__Your assignment__. Output each record exactly as given. Leave out every picture.

Point localization data
┄┄┄┄┄┄┄┄┄┄┄┄┄┄┄┄┄┄┄┄

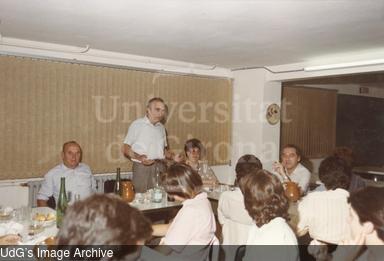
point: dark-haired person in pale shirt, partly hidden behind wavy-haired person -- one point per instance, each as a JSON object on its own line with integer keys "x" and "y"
{"x": 231, "y": 211}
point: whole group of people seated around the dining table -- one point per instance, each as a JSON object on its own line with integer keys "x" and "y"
{"x": 256, "y": 212}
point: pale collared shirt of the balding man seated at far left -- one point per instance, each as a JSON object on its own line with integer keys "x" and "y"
{"x": 78, "y": 181}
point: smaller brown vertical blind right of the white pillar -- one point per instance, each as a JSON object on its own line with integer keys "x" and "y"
{"x": 309, "y": 120}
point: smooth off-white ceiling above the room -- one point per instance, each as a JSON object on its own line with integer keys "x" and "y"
{"x": 226, "y": 33}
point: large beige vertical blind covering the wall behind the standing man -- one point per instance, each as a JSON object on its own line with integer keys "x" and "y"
{"x": 45, "y": 103}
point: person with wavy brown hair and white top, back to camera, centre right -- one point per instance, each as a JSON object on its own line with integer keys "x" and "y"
{"x": 266, "y": 203}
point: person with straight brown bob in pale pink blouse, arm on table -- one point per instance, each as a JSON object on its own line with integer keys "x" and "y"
{"x": 193, "y": 228}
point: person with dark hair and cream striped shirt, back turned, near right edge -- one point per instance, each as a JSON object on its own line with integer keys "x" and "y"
{"x": 324, "y": 214}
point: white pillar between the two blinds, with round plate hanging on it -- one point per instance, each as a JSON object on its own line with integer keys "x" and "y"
{"x": 251, "y": 132}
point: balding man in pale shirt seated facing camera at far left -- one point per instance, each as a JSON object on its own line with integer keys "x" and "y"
{"x": 79, "y": 181}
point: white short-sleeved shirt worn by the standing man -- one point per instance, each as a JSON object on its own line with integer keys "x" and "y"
{"x": 146, "y": 138}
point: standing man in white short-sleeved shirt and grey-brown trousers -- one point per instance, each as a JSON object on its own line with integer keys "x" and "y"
{"x": 145, "y": 144}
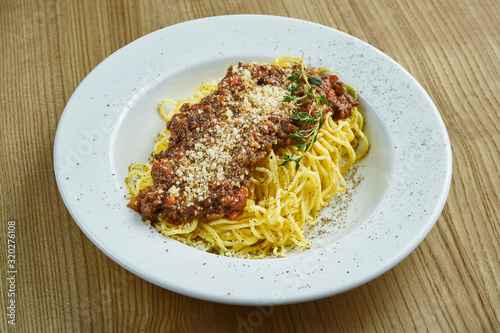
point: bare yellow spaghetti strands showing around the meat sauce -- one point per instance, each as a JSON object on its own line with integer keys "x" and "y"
{"x": 282, "y": 199}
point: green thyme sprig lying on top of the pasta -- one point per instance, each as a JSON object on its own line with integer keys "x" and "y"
{"x": 309, "y": 125}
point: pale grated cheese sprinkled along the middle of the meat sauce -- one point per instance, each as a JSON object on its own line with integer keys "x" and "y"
{"x": 211, "y": 158}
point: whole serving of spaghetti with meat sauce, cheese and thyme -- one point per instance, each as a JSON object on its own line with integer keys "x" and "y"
{"x": 245, "y": 163}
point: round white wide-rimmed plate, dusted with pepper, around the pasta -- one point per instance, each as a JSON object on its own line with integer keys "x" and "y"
{"x": 111, "y": 121}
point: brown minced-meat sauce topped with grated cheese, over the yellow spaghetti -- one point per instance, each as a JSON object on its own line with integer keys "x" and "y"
{"x": 205, "y": 171}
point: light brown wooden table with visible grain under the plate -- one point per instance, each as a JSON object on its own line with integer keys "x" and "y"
{"x": 450, "y": 283}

┄┄┄┄┄┄┄┄┄┄┄┄┄┄┄┄┄┄┄┄

__Reply__.
point: dark-haired person in pale shirt, partly hidden behind wavy-haired person -- one point per instance, each as a JSON object on its own line with integer keys "x" and "y"
{"x": 231, "y": 211}
point: whole group of people seated around the dining table -- one point per instance, each as a JSON object on its own line with integer keys "x" and "y"
{"x": 256, "y": 212}
point: pale collared shirt of the balding man seated at far left -- one point per instance, each as a JSON object on its own line with integer keys "x" and "y"
{"x": 78, "y": 181}
point: smaller brown vertical blind right of the white pillar -- one point per instance, each as a JSON object on its own line with integer keys "x" and "y"
{"x": 309, "y": 120}
point: smooth off-white ceiling above the room -- one point per instance, each as a JSON object on its own line with integer keys "x" and "y"
{"x": 226, "y": 33}
point: large beige vertical blind covering the wall behind the standing man -- one point per instance, each as a JSON object on its own line with integer keys "x" and "y"
{"x": 45, "y": 103}
point: person with wavy brown hair and white top, back to camera, centre right -- one point per instance, each as a JSON object on its own line with integer keys "x" and "y"
{"x": 266, "y": 203}
point: person with straight brown bob in pale pink blouse, arm on table -- one point per instance, each as a JSON object on its own line with integer keys "x" and "y"
{"x": 193, "y": 228}
point: person with dark hair and cream striped shirt, back turned, near right edge -- one point per instance, each as a JSON object on its own line with integer keys "x" and "y"
{"x": 324, "y": 214}
point: white pillar between the two blinds, with round plate hanging on it -- one point per instance, each as a JSON object on its own line with integer keys "x" and "y"
{"x": 251, "y": 132}
point: balding man in pale shirt seated facing camera at far left -- one point per instance, each as a JSON object on its own line with integer keys "x" and "y"
{"x": 79, "y": 181}
point: white short-sleeved shirt worn by the standing man -- one point per instance, each as a JSON object on its own line with integer keys "x" and "y"
{"x": 146, "y": 138}
point: standing man in white short-sleeved shirt and grey-brown trousers -- one point per instance, each as a JSON object on its own line with integer keys "x" and "y"
{"x": 145, "y": 144}
point: bare yellow spaghetti strands showing around the meat sauce -- one point per instance, each as a JSON object on its own line with integer keys "x" and "y"
{"x": 282, "y": 199}
point: green thyme sprig lying on top of the pasta -- one point per instance, each as a JSON object on its own line with integer keys "x" and "y"
{"x": 309, "y": 125}
point: pale grated cheese sprinkled along the middle of the meat sauce -- one point per instance, each as a JSON object on its own line with integer keys "x" and "y"
{"x": 211, "y": 158}
point: whole serving of spaghetti with meat sauce, cheese and thyme -- one point per instance, each as a JSON object on its own line with integer keys "x" and "y"
{"x": 245, "y": 163}
point: round white wide-rimmed plate, dusted with pepper, around the pasta -- one point per instance, each as a JSON object on its own line with integer keys "x" and "y"
{"x": 111, "y": 121}
point: brown minced-meat sauce topped with grated cheese, over the yellow spaghetti -- one point per instance, each as a JSON object on its own line with integer keys "x" and "y"
{"x": 205, "y": 171}
point: light brown wooden table with visible grain under the plate -- one point per instance, each as a JSON object on its own line with integer keys "x" and "y"
{"x": 450, "y": 283}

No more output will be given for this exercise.